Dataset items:

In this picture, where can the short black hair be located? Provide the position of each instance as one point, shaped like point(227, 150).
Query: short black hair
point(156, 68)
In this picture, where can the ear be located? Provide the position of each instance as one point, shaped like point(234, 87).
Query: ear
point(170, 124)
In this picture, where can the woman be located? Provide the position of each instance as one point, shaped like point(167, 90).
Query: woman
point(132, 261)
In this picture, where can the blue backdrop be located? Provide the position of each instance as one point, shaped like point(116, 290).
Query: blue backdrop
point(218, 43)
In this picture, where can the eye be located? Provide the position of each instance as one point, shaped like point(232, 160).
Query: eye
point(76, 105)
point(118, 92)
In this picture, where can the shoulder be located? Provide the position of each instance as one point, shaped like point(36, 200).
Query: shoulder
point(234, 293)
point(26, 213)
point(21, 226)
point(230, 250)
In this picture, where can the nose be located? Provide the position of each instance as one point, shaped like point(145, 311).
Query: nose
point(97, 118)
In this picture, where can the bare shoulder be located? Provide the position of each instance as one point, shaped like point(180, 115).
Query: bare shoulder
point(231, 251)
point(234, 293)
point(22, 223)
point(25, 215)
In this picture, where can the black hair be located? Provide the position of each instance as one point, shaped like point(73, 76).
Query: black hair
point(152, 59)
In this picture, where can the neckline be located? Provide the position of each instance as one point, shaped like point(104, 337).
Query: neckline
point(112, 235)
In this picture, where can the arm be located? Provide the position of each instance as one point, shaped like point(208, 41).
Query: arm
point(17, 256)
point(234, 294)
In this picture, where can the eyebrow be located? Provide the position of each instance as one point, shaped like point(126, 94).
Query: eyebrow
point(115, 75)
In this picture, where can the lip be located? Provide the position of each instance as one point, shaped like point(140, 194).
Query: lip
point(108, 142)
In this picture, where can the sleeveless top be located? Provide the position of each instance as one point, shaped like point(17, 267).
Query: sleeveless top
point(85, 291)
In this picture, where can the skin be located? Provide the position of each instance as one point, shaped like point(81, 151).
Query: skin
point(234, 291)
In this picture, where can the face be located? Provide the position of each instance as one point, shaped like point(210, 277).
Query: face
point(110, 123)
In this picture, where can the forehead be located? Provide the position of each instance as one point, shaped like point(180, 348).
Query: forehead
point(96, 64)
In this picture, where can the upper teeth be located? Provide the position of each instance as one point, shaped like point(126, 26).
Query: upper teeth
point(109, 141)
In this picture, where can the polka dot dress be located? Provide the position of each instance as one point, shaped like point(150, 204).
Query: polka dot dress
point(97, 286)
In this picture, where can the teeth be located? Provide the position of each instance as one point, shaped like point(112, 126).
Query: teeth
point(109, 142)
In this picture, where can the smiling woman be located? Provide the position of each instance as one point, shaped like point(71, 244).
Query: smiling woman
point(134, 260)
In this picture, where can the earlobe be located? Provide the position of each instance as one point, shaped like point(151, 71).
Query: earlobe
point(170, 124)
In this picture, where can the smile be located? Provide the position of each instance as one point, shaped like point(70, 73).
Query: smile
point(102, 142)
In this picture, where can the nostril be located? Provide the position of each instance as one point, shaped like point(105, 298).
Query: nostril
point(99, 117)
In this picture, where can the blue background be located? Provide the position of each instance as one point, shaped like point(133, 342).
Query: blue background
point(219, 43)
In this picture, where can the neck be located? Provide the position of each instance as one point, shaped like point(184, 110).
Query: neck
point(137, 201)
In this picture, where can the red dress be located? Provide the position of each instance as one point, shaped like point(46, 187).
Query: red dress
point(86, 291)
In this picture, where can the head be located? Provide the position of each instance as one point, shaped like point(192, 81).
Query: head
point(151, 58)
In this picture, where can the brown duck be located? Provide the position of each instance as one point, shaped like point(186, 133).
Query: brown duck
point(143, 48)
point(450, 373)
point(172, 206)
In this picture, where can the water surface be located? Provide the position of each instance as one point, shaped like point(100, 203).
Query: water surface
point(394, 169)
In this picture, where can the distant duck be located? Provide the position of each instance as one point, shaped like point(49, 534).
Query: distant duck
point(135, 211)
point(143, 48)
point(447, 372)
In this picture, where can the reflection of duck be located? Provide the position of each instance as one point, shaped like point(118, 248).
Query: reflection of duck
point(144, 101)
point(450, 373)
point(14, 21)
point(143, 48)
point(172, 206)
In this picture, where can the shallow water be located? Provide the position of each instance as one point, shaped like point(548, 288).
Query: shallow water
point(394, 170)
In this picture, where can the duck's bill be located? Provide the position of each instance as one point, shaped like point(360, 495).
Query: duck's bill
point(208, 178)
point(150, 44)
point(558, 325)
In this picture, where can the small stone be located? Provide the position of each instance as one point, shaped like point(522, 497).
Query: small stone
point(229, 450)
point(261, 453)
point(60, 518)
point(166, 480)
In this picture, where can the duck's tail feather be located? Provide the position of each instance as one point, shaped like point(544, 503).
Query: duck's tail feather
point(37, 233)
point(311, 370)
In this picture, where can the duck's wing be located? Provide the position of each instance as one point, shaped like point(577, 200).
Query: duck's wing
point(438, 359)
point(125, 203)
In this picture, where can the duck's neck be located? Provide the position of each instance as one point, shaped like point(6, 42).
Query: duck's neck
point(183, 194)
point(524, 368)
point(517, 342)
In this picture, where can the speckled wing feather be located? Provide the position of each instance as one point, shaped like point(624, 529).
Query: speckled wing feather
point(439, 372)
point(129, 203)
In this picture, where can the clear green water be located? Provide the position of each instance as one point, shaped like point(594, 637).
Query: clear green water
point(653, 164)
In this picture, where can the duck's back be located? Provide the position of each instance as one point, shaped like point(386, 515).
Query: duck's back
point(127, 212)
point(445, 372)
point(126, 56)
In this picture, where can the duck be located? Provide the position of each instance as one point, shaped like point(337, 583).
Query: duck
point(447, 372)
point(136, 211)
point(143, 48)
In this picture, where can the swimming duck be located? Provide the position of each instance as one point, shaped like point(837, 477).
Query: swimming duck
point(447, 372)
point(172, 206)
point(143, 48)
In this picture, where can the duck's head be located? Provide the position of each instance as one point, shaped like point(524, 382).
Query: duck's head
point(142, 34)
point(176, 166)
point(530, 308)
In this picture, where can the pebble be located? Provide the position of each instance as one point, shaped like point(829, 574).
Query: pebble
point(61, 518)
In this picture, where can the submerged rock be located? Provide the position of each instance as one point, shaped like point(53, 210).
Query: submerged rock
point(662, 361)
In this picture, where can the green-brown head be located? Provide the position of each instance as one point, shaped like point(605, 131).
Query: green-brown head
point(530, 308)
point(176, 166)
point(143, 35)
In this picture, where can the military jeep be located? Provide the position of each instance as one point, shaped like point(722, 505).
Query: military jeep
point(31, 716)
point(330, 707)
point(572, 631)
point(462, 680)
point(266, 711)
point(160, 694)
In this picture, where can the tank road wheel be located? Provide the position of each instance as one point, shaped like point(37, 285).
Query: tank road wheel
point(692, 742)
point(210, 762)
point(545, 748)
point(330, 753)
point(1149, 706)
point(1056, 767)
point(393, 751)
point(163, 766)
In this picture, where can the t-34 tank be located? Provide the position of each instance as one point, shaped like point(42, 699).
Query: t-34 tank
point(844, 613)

PROBLEM DESCRIPTION: For the records above, restate every line word for word.

EXERCISE ANSWER:
In this picture, where can the short black hair be located? Provide the position of each instance as one point, shaped like point(227, 150).
Query: short black hair
point(156, 68)
In this picture, where can the ear be located? Provide the position of each instance as one point, shaped like point(234, 87).
Query: ear
point(170, 124)
In this picture, where can the woman be located? Provide the position of each instance as one point, shaped like point(167, 90).
Query: woman
point(132, 261)
In this picture, where can the blue backdrop be located? Provide the position of each instance as one point, shaped like point(116, 290).
Query: blue backdrop
point(218, 43)
In this picture, where can the eye be located? Provide the position of each instance as one point, shaped like point(232, 160).
Query: eye
point(76, 105)
point(118, 92)
In this picture, where can the shoulder be located? Provide the position of each instance as one point, shaped like point(36, 200).
Query: shoulder
point(234, 293)
point(26, 213)
point(21, 226)
point(230, 250)
In this picture, where can the nose be located? Provide the position of each instance as one point, shaped like point(145, 311).
Query: nose
point(97, 118)
In this picture, where can the bare shoulder be located? Provide the position of each instance as one point, shaped like point(180, 115).
Query: bare shoulder
point(231, 251)
point(234, 293)
point(22, 223)
point(25, 215)
In this picture, where can the black hair be located? Provide the position of each instance as one point, shaped like point(73, 76).
Query: black hair
point(152, 59)
In this picture, where can the neckline be located? Provide the position of each instance as one point, shaped like point(104, 337).
Query: neckline
point(112, 235)
In this picture, where can the arm be located? Provide the position of each instance as one point, shaped like point(208, 41).
Query: arm
point(17, 256)
point(234, 294)
In this picture, where can the eyebrow be located? Provide the position of each instance as one point, shaped like point(126, 94).
Query: eyebrow
point(115, 75)
In this picture, where can the lip be located? Provide the position of each instance as one point, shaped like point(140, 194).
Query: lip
point(108, 142)
In this picture, where can the sleeveless top be located? Provide the position of each instance as one point, shaped like point(17, 267).
Query: sleeveless top
point(85, 291)
In this picture, where can the skin be located? Provide the position of each instance as one point, shaped like point(81, 151).
Query: skin
point(234, 291)
In this picture, where can the face be located? Provide the position of each instance as one point, shaped like point(210, 277).
Query: face
point(110, 123)
In this picture, where can the forehead be located? Provide the position of each instance as one point, shaped like point(180, 348).
Query: forehead
point(96, 64)
In this picture, where can the upper teeth be located? Provide the position of each instance as one point, shaped like point(126, 26).
Query: upper teeth
point(109, 141)
In this picture, where can the polka dot dress be located? Provide the position of each instance as one point, shaped like point(150, 204).
Query: polka dot dress
point(97, 286)
In this picture, where can the teeth be located? Provide the position of each instance as one point, shaped like point(112, 126).
Query: teeth
point(109, 142)
In this picture, where can the smiling woman be located? Provide the position of each instance as one point, shaped like point(71, 244).
Query: smiling woman
point(134, 260)
In this picture, where can the earlobe be located? Provide the position of each instance as one point, shaped like point(151, 71).
Query: earlobe
point(170, 124)
In this picture, where can the smile be located? Provide the position of each instance as one point, shaped like point(70, 73).
Query: smile
point(102, 142)
In this picture, where can the nostril be located? Provide the position of each instance as one point, shaped like point(105, 298).
Query: nostril
point(99, 117)
In this picture, where can the blue background be located? Provide the position of each instance as one point, shaped like point(133, 342).
Query: blue background
point(219, 43)
In this picture, where can the neck be located? Provide the position of each instance as one point, shaped like point(184, 110).
Query: neck
point(137, 201)
In this picture, where can the red dress be located? Provide the position of each instance as one point, shaped like point(46, 187).
Query: red dress
point(86, 291)
In this picture, where can the head be located? Provide the position of each instance as one point, shaped like point(192, 81).
Query: head
point(151, 58)
In this picture, where can the brown duck be located? Provide the position of each instance as one point, shaped like point(186, 133).
Query: brown duck
point(143, 48)
point(450, 373)
point(172, 206)
In this picture, where can the water surface be located? Provide the position of each instance as one point, shaped like point(100, 203).
Query: water surface
point(394, 169)
In this picture, where can the distant duck be located? Provide the position of each instance as one point, shaped like point(49, 534).
Query: distant duck
point(135, 211)
point(143, 48)
point(447, 372)
In this picture, where can the reflection of duck be located? Provide the position of each instance as one point, shaped like point(118, 248).
Query: reflection of duck
point(144, 101)
point(450, 373)
point(14, 21)
point(143, 48)
point(172, 206)
In this picture, where can the shallow water be located? Provide the position of each instance as one point, shaped like point(548, 288).
Query: shallow water
point(394, 170)
In this picture, where can the duck's bill be located? Provide the position of each instance as one point, shaped like point(360, 495).
Query: duck's bill
point(208, 178)
point(150, 44)
point(558, 325)
In this picture, where can the small stone be located? Provide the position of each instance as one point, shaped like point(522, 497).
Query: small stone
point(229, 450)
point(261, 453)
point(60, 518)
point(166, 480)
In this picture, where can the duck's tail feather be located? Provide the position of each instance as one point, shaped like point(544, 503).
Query: duck's tail feather
point(37, 233)
point(311, 370)
In this picture, where can the duck's wing be located? Provide the position of each instance as one point, shaped like point(577, 200).
Query: duck's wing
point(438, 359)
point(125, 203)
In this picture, where can the duck's neck be located? Provide the position of each instance as one point, shaped like point(6, 42).
Query: duck's neck
point(183, 194)
point(524, 368)
point(517, 342)
In this picture, where can the speckled wing feather be located? Provide the position of each instance as one point, shaped like point(624, 529).
Query: speckled wing feather
point(439, 372)
point(129, 203)
In this picture, where can the clear green water be located? Provide the position of each instance as one point, shaped like point(594, 637).
Query: clear green water
point(653, 164)
In this picture, where can the duck's back be located? Provide the position of each instance as one point, shaped like point(386, 515).
Query: duck's back
point(127, 212)
point(445, 372)
point(126, 56)
In this picture, where can the duck be located? Provide the position of each instance as one point, shaped like point(337, 583).
Query: duck
point(447, 372)
point(136, 211)
point(143, 48)
In this picture, where can the swimming duck be located? Provide the position of each instance as one point, shaped like point(837, 477).
Query: swimming duck
point(447, 372)
point(172, 206)
point(143, 48)
In this picture, where can the duck's head be located? Provide the position of each instance as one point, shaped like point(524, 382).
Query: duck's head
point(142, 34)
point(176, 166)
point(530, 308)
In this picture, where can the pebble be located? Provide the position of each instance as one point, shaped like point(829, 574).
Query: pebble
point(61, 518)
In this picture, where can the submerged rock be located? Provide the position of each instance as one point, shaped like point(53, 210).
Query: submerged rock
point(662, 361)
In this picture, where can the green-brown head be located? Provide the position of each instance as one point, shaped like point(605, 131).
Query: green-brown head
point(530, 308)
point(176, 166)
point(143, 35)
In this picture, where can the military jeep be located? Provide the position of each instance as one point, shaped like point(722, 505).
Query: military jeep
point(31, 716)
point(330, 707)
point(572, 631)
point(462, 680)
point(266, 711)
point(160, 694)
In this picture, where can the tank road wheel be located? Provide the position of each instance as one point, shaped like point(37, 285).
Query: tank road wheel
point(692, 742)
point(210, 762)
point(545, 748)
point(330, 753)
point(1149, 706)
point(1056, 767)
point(393, 751)
point(163, 766)
In this picture, where can the t-34 tank be located? Provide the position of each instance as one point, shaped like point(42, 699).
Query: t-34 tank
point(844, 613)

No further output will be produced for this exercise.